### [TEXTE PROPOSÉ]
Nous posons encore la question : pourquoi se passe-t-il si peu de choses dans la sphère de l'art contemporain et le micro-milieu des arts plastiques alors que tout bouge autour de nous ? Que tout bouge autour de nous et que se préparent, comme mille signes l'annoncent, une nouvelle science, une nouvelle société, une nouvelle culture ?

La création produite et reconnue à l'heure actuelle n'est manifestement pas le reflet de notre sensibilité moderne.

Ce qui se fait de véritablement novateur n'est pas encore pris en compte par les circuits institués de l'art. Cela tient aussi au fait que pour des raisons économiques et parce qu'il n'a pas accès à des technologies sophistiquées et onéreuses, l'artiste est tenu en marge des instruments de la création actuelle. Il en est toujours réduit, de quelque manière, à une pratique artisanale! Il est totalement tributaire d'un milieu et de circuits dont la préoccupation majeure, pour ne pas dire unique, reste le profit à court terme. D'entrée de jeu, il se voit dans l'obligation impérative de positionner sa sensibilité et son expression dans un registre déterminé par les conditions idéologiques et économiques imposées par ses commanditaires qui sont aussi ses " inventeurs ". Contrairement aux chercheurs des disciplines scientifiques, il ne bénéficie pas d'un statut qui lui donne les moyens de sa création. Si notre société tolère les artistes à la rigueur, elle ne reconnaît pas encore leur fonction comme une fonction nécessaire à la collectivité, à son équilibre, à son épanouissement, à son devenir. Le problème est bien un problème de valeurs.

Je ne conteste nullement que certaines formes de sensible puissent transiter aujourd'hui par les circuits institués de l'art. Mes réserves portent sur l'adéquation entre ces productions et la sensibilité spécifique de notre époque. Nous constatons que de tels produits fabriqués par l'artiste, promotionnés par les musées, commercialisés par les galeries, réussissent sous forme de tableaux ou d'objets à convertir la sensibilité en marchandise. Pour entrer dans le circuit, ces oeuvres doivent nécessairement répondre à certaines conditions: elles doivent pouvoir se regarder, se toucher, s'accrocher sur un mur ou se poser sur un socle, s'échanger ou se vendre à tout moment. Dans le circuit de l'art d'aujourd'hui, est reconnu comme art, et par extension dans notre société, uniquement des objets qui répondent à ces critères. La " Performance " ou la " Vidéo " jouissent d'un statut plus flou et aussi plus précaire. Bien souvent, elles ne sont reconnues finalement que comme faire-valoir à des produits de première catégorie.

### [CONSIGNE 1]
Reproduisez fidèlement le passage du texte sur l'art contemporain qui s'ouvre sur les mots contenant "Nous posons encore" et se clôt sur "nouvelle culture ?".
Le texte et les entrées n'ont aucun lien entre eux.

### [ENTRÉES FOURNIES]
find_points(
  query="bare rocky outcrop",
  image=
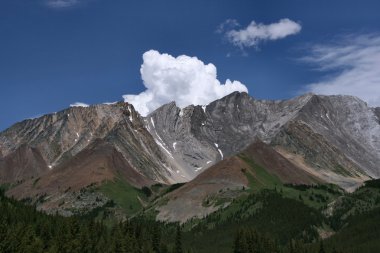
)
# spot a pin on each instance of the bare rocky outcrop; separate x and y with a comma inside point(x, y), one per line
point(335, 139)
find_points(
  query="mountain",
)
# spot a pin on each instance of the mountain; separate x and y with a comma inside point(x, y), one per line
point(64, 157)
point(257, 167)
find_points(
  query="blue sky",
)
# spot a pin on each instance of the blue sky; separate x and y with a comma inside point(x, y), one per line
point(54, 53)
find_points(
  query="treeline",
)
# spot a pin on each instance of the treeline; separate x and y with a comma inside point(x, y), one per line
point(248, 240)
point(23, 229)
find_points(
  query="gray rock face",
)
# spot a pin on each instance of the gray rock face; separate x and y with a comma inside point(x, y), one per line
point(334, 137)
point(349, 125)
point(59, 137)
point(196, 137)
point(377, 112)
point(345, 133)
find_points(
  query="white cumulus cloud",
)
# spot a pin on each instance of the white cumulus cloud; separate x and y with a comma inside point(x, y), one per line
point(256, 33)
point(79, 104)
point(60, 4)
point(353, 65)
point(185, 80)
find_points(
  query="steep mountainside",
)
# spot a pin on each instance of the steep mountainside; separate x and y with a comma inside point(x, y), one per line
point(334, 139)
point(52, 140)
point(257, 167)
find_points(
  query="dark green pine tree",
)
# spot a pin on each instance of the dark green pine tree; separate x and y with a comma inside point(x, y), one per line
point(321, 248)
point(178, 241)
point(156, 238)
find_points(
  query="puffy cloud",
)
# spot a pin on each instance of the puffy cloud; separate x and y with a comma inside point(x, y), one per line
point(79, 104)
point(185, 80)
point(60, 4)
point(353, 67)
point(255, 33)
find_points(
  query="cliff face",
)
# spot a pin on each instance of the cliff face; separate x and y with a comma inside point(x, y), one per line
point(55, 139)
point(335, 139)
point(336, 136)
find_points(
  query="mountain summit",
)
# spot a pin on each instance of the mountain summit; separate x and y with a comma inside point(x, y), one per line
point(333, 139)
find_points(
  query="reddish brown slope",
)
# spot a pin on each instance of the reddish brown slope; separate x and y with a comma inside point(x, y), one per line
point(226, 180)
point(278, 165)
point(24, 163)
point(95, 164)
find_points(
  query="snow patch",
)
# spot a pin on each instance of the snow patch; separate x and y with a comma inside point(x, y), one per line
point(162, 146)
point(79, 104)
point(130, 114)
point(221, 153)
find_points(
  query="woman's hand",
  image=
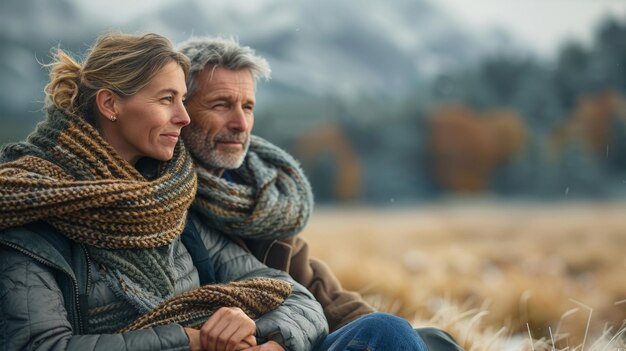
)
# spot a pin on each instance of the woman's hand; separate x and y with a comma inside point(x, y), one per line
point(228, 329)
point(268, 346)
point(194, 339)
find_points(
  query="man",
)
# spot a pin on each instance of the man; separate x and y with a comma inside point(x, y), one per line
point(257, 194)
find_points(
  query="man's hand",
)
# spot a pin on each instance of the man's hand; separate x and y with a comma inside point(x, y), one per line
point(268, 346)
point(228, 329)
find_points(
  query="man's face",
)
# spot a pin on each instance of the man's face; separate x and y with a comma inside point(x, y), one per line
point(222, 115)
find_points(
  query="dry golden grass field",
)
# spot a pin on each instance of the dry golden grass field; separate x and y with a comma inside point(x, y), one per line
point(493, 274)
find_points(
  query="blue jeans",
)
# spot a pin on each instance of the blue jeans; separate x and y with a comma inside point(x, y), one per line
point(375, 332)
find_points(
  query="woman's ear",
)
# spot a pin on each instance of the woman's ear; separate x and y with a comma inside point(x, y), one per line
point(107, 102)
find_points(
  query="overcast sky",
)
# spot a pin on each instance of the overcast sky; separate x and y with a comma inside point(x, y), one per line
point(539, 24)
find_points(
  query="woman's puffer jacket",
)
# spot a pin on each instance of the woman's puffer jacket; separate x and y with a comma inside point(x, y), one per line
point(45, 293)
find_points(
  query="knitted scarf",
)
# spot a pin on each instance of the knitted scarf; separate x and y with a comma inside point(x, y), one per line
point(67, 175)
point(272, 199)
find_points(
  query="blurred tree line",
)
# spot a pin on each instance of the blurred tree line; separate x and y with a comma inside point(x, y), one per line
point(510, 125)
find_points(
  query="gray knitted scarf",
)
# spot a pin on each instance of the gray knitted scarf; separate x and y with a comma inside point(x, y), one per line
point(272, 199)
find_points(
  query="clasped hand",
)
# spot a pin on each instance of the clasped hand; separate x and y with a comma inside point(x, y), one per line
point(228, 329)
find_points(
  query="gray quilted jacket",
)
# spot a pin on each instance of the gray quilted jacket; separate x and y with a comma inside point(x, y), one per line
point(46, 291)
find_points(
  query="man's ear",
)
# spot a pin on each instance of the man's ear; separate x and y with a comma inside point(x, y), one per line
point(107, 103)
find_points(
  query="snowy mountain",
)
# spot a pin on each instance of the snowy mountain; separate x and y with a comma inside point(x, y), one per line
point(344, 48)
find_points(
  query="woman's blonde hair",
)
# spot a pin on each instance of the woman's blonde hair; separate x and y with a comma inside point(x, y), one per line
point(122, 63)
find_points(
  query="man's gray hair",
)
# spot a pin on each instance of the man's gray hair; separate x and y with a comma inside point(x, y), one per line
point(216, 52)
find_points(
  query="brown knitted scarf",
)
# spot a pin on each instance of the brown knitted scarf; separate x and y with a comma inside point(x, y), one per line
point(67, 175)
point(255, 297)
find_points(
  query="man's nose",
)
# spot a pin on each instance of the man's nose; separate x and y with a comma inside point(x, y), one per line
point(238, 120)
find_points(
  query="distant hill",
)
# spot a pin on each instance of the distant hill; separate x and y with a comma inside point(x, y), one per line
point(342, 49)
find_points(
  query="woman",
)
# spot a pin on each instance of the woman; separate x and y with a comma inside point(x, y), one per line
point(98, 249)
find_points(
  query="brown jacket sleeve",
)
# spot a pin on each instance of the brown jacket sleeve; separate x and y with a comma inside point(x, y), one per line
point(292, 255)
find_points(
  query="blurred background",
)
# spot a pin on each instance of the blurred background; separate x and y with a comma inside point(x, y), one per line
point(463, 122)
point(389, 102)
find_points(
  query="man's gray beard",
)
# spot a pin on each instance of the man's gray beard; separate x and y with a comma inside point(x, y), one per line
point(216, 159)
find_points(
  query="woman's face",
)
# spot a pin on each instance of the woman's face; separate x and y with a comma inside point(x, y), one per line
point(148, 123)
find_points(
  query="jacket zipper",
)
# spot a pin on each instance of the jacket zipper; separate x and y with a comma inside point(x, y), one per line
point(77, 319)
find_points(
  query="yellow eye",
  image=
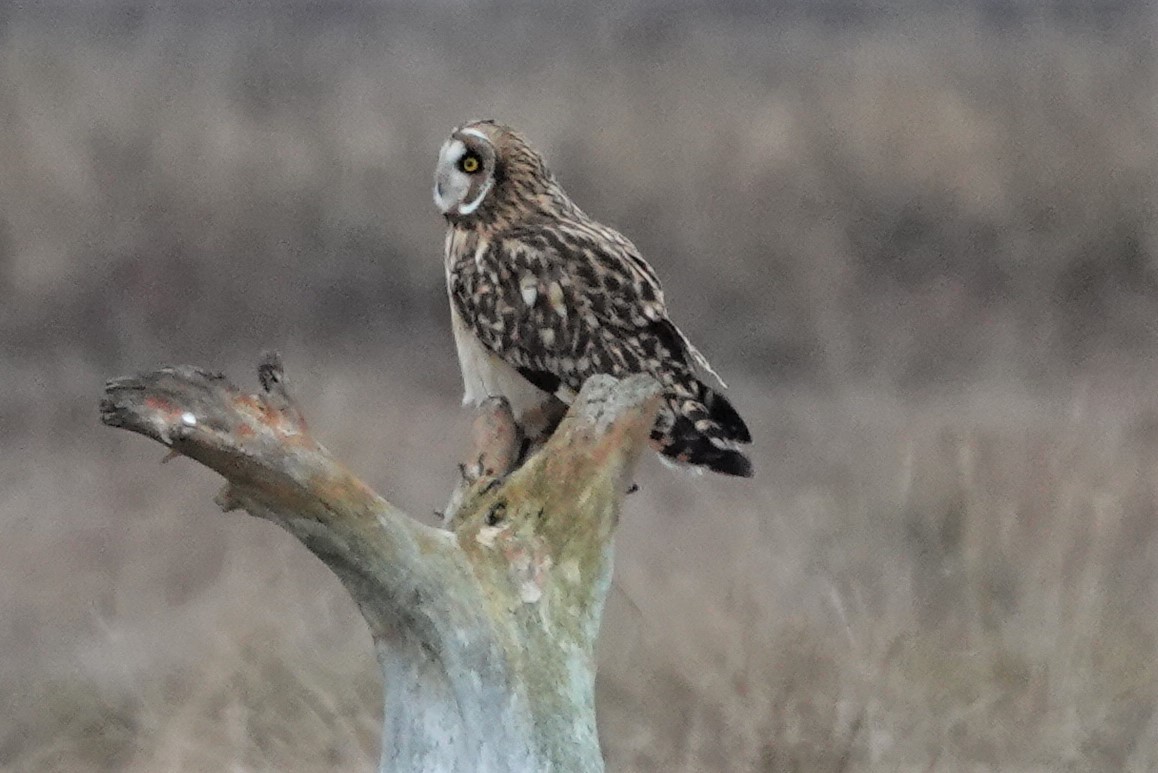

### [CONSIGNE 2]
Disposez en tableau Markdown, avec les colonnes N° et Ligne, uniquement les lignes des entrées allant du début jusqu'à celle qui contient "point(54, 53)" incluse, en omettant les lignes vides. N'incluez pas les images dans votre réponse.

### [CORRIGÉ DÉTAILLÉ 1]
Nous posons encore la question : pourquoi se passe-t-il si peu de choses dans la sphère de l'art contemporain et le micro-milieu des arts plastiques alors que tout bouge autour de nous ? Que tout bouge autour de nous et que se préparent, comme mille signes l'annoncent, une nouvelle science, une nouvelle société, une nouvelle culture ?

### [CORRIGÉ DÉTAILLÉ 2]
| N° | Ligne |
|---|---|
| 1 | find_points( |
| 2 |   query="bare rocky outcrop", |
| 3 |   image= |
| 4 | ) |
| 5 | # spot a pin on each instance of the bare rocky outcrop; separate x and y with a comma inside point(x, y), one per line |
| 6 | point(335, 139) |
| 7 | find_points( |
| 8 |   query="mountain", |
| 9 | ) |
| 10 | # spot a pin on each instance of the mountain; separate x and y with a comma inside point(x, y), one per line |
| 11 | point(64, 157) |
| 12 | point(257, 167) |
| 13 | find_points( |
| 14 |   query="blue sky", |
| 15 | ) |
| 16 | # spot a pin on each instance of the blue sky; separate x and y with a comma inside point(x, y), one per line |
| 17 | point(54, 53) |